Location identification entries:

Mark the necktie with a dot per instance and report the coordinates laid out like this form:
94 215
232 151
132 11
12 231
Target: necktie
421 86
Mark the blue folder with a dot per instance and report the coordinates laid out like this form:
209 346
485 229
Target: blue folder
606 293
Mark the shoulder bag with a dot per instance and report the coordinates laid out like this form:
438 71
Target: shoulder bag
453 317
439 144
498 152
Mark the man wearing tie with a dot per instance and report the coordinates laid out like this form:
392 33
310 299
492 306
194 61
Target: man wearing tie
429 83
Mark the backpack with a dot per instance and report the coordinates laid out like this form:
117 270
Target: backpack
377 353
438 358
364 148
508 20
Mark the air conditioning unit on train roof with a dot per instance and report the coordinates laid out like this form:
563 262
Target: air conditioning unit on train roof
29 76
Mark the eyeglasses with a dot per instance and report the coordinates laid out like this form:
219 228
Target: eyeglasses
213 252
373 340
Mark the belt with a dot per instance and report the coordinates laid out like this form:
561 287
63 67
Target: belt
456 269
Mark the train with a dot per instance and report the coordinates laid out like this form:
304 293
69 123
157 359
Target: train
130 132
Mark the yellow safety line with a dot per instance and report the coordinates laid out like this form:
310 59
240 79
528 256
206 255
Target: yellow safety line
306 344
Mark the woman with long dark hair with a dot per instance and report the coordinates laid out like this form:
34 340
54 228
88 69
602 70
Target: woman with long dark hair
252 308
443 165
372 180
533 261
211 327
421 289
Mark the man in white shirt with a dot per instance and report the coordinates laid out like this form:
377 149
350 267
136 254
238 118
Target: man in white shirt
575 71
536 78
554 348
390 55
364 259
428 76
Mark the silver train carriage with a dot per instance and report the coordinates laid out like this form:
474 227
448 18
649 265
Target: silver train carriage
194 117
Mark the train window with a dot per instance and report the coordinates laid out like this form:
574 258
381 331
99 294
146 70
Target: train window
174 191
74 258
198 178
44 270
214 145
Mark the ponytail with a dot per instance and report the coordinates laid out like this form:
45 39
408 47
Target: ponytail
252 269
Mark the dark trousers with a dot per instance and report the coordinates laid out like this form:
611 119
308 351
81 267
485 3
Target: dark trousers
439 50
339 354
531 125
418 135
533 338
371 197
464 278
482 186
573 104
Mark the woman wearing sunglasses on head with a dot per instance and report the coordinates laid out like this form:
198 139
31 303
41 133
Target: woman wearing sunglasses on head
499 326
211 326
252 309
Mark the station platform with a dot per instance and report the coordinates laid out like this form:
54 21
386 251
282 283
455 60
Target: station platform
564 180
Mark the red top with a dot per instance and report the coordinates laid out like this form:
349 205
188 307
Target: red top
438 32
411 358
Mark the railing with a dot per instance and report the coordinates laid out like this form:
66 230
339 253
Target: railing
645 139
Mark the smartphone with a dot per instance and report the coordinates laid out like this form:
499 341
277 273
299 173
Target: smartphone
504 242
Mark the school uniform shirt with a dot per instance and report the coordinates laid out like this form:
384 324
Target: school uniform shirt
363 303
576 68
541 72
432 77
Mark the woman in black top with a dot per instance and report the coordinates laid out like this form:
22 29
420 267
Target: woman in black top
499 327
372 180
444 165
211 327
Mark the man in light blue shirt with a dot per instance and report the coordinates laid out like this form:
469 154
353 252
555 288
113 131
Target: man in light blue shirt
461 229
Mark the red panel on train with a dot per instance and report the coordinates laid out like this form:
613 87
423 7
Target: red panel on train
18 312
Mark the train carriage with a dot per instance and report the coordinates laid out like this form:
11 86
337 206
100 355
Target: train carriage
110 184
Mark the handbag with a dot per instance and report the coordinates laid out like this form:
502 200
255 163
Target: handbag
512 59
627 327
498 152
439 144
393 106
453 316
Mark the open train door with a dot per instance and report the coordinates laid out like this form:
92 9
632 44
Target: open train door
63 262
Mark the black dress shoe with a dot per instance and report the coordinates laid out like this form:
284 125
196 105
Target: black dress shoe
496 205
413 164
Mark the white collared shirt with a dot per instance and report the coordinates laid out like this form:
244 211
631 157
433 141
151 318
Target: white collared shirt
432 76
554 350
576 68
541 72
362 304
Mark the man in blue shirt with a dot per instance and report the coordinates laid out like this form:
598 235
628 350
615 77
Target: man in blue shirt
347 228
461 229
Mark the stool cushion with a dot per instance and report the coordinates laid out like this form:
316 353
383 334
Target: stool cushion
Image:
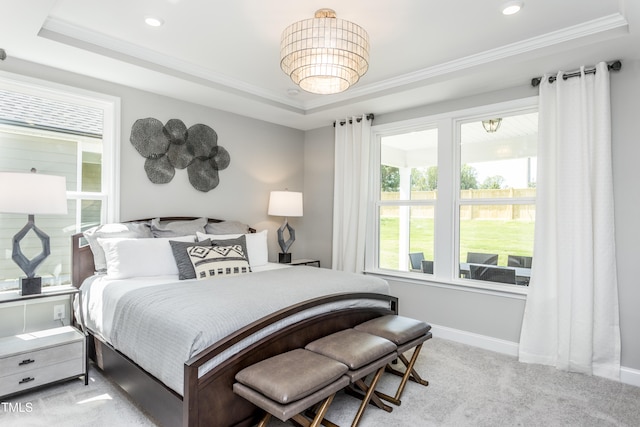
353 348
397 329
291 376
413 343
284 412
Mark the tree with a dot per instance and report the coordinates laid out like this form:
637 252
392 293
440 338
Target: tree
468 177
418 179
389 178
432 178
493 182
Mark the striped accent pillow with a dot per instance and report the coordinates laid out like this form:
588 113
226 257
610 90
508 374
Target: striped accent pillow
213 261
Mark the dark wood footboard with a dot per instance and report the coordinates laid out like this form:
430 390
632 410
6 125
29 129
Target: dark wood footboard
210 401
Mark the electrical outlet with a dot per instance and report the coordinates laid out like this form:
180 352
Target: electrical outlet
58 312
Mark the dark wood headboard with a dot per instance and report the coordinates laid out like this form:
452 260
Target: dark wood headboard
82 265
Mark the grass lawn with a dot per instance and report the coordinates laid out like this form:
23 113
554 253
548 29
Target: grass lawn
480 235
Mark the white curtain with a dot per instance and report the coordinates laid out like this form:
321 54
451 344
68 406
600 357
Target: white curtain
571 318
350 193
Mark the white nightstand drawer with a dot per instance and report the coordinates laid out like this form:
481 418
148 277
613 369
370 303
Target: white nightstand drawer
28 379
39 358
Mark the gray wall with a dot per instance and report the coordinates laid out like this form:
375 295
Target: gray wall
264 157
494 315
318 193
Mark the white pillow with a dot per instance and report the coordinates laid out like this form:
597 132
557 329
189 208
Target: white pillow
128 230
140 257
257 248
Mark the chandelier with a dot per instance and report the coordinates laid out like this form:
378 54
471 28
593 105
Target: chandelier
324 55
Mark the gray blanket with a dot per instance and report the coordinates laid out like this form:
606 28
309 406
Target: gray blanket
161 327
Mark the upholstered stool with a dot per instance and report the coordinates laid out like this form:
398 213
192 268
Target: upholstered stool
364 354
406 333
289 383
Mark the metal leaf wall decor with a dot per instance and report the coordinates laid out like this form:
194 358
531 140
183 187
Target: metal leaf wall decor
172 146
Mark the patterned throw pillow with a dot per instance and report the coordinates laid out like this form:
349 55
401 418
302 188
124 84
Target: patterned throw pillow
212 261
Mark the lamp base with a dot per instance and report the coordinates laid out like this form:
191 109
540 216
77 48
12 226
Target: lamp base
30 285
284 258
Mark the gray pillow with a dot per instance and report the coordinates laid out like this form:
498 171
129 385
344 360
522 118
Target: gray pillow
117 230
185 267
226 227
177 228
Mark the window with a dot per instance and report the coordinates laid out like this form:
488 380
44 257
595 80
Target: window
57 131
408 192
456 196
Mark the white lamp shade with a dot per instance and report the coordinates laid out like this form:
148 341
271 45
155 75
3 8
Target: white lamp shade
285 203
32 193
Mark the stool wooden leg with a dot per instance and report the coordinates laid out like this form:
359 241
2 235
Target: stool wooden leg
265 420
365 401
318 414
409 374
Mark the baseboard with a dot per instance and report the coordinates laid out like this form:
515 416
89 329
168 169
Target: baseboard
627 375
475 340
630 376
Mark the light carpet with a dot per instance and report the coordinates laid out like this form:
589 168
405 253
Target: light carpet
468 387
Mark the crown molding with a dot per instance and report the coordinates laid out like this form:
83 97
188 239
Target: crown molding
92 41
601 26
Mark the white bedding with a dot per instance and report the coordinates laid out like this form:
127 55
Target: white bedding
161 322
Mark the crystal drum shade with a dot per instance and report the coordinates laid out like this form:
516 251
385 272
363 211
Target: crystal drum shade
324 55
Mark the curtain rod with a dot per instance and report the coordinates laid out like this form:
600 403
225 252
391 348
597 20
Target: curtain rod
359 119
612 66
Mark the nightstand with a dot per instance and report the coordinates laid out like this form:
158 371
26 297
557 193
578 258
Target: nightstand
37 358
304 261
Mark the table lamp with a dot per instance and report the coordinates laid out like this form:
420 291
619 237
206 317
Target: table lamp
31 193
286 204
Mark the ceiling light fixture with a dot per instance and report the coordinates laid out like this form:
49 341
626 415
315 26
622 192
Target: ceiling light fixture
491 125
324 55
152 21
511 7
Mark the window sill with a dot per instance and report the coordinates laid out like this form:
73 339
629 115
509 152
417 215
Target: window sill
507 291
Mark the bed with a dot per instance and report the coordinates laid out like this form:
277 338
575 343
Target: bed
178 360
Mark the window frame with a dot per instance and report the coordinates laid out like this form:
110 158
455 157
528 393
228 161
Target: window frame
111 131
110 106
448 201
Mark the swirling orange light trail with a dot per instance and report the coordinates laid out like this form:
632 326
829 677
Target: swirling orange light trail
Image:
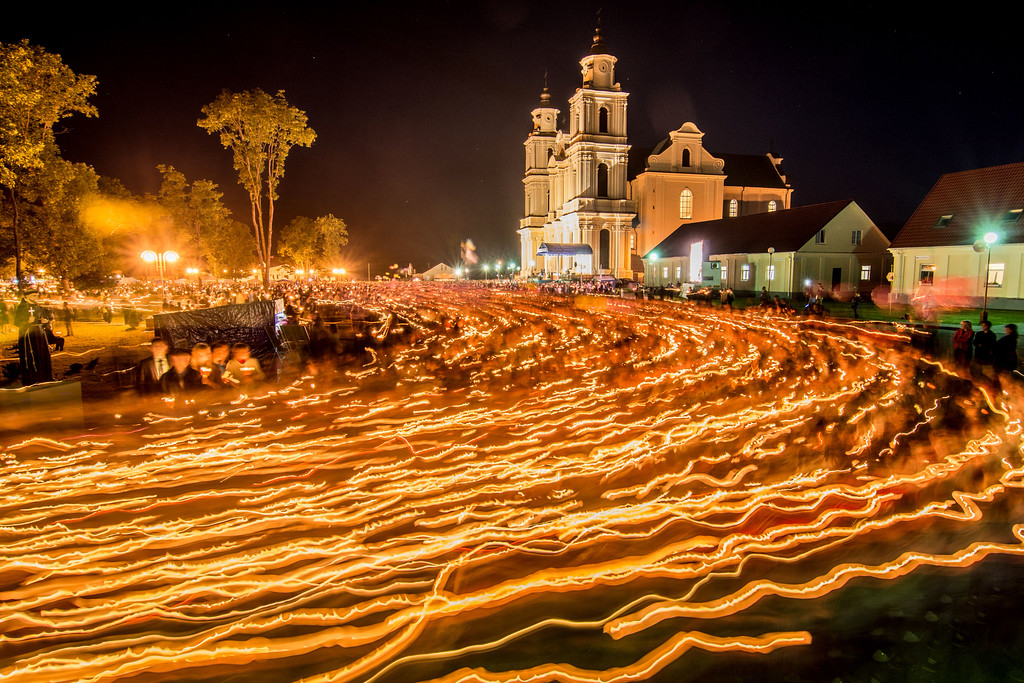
614 469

- [Directions for this task]: Skip the pictures and retype exactly the lines from the one that contains "Mark the ceiling" to the last line of the records.

- [Complete response]:
Mark the ceiling light fixture with a dot per instance and report the coordinates laid out like this form:
49 341
626 415
315 26
622 192
Target: ceiling light fixture
491 125
324 55
152 21
511 7
Mark the window sill with a dot per instance and report the coordinates laid out like this form:
73 339
629 115
509 152
417 215
Target: window sill
507 291
Mark the bed with a dot per instance and report the coordinates laid out like this form:
277 338
575 343
Target: bed
178 360
Mark the window frame with a dot per instance and report the coordinates laid out like this form:
110 158
455 157
528 393
228 161
Target: window frame
111 131
110 106
448 201
Mark the swirling orange light trail with a dot per instance and report the coordinates laid out like this form:
632 326
829 677
Target: swirling orange light trail
Image:
614 469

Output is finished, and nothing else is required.